> _SOURCE DOCUMENT_:
This book was also part of my bday surprise. Yay for birthdays!

I kept putting down this book because I knew bad things were going to happen and I didn’t want them to happen and I felt almost like I could prevent the bad things from happening if I stopped reading. Yes, I have indeed been heavily influenced by The Monster at the End of this Book starring lovable furry old Grover.

Maybe it was more that I didn’t want to experience the bad things with the characters until I was ready. I sure did know that it was inevitable.

That said, when I gradually moved forward with my reading, one small chunk of the book at a time, I found that the tale was one I could accept as it was told. I wasn’t completely devastated as I had feared.

The main character is lovable. He writes poems and works the land and otherwise tends to be crotchety and keep to himself. I appreciate how stories help me remember that often there’s more to people than surface grumpiness. My friend Janet says something about never really knowing another person’s story….I sometimes am good about reminding myself of this, and sometimes it’s something I need to work on.

The story reminds me a bit of Robert Frost’s “Home Burial.” It’s also a bit like E.T. And a bit like Good Fellas and The Godfather. You think I’m joking, but I’m not.

***

APR 30: The Color of Water: A Black Man’s Tribute to His White Mother, by James McBride, 1995.

I was asked to read an introduction for James McBride when he is awarded an honorary doctorate at my university’s commencement in May 2018. I said YES! and a day later I was at my university library checking out this book.

It was a good read. I liked how it brought together the author’s voice and memories with his mother’s voice and memories, almost like an intergenerational dance. It was not the kind of book that had me on the edge of my seat, and it also didn’t really transport me completely into most of the scenes. I felt more like I was sitting next to someone who was flipping through a photo album and offering brief commentary. The author-narrators seemed to hold readers at a bit of a distance, with only glimpses of sharp open honesty.

> _PROMPT_: Copy the passage of the book review starting at "The main character" and ending at "to work on.". Rely only on the book review above.

> _Stored dataset rows_:
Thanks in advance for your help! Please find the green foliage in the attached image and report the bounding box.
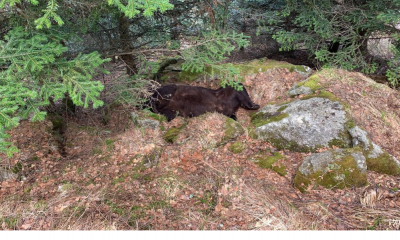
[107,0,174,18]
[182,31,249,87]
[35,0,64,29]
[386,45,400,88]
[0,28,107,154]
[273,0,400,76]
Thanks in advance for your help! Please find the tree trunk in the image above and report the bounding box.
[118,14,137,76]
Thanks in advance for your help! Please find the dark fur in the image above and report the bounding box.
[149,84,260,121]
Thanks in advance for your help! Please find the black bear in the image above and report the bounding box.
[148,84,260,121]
* * *
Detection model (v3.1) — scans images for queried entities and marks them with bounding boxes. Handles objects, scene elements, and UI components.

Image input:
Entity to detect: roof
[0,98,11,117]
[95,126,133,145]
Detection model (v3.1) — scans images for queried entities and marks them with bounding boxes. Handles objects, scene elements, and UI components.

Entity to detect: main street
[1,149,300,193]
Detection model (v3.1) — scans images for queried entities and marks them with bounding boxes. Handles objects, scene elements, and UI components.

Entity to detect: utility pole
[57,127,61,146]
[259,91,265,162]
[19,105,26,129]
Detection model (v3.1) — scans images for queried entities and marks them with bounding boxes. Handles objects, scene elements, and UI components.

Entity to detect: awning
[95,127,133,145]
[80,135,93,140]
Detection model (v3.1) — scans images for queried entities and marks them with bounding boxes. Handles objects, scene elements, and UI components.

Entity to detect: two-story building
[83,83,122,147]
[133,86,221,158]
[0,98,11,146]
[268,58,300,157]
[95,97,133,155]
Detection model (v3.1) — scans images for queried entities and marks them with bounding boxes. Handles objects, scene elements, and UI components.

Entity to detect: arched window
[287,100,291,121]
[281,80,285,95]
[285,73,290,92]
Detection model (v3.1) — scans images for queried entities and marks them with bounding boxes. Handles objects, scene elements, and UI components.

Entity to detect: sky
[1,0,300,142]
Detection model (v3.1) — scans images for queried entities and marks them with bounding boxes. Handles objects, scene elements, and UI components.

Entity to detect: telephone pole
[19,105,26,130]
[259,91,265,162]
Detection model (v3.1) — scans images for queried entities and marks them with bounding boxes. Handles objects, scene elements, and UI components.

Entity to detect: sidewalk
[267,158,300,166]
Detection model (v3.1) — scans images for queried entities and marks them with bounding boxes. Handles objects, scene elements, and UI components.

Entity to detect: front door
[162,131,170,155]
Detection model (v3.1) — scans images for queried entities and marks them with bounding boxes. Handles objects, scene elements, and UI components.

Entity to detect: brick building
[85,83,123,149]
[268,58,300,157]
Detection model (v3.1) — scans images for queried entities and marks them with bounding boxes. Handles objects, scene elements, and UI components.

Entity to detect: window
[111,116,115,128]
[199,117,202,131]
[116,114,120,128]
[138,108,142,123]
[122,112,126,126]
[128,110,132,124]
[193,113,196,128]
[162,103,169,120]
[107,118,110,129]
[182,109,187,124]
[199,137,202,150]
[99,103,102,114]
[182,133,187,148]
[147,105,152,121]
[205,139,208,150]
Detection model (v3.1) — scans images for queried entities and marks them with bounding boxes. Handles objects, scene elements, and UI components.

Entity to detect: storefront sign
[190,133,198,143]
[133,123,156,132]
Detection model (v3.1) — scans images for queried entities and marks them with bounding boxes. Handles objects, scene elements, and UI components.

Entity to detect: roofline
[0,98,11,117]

> _EXERCISE ANSWER_:
The main character is lovable. He writes poems and works the land and otherwise tends to be crotchety and keep to himself. I appreciate how stories help me remember that often there’s more to people than surface grumpiness. My friend Janet says something about never really knowing another person’s story….I sometimes am good about reminding myself of this, and sometimes it’s something I need to work on.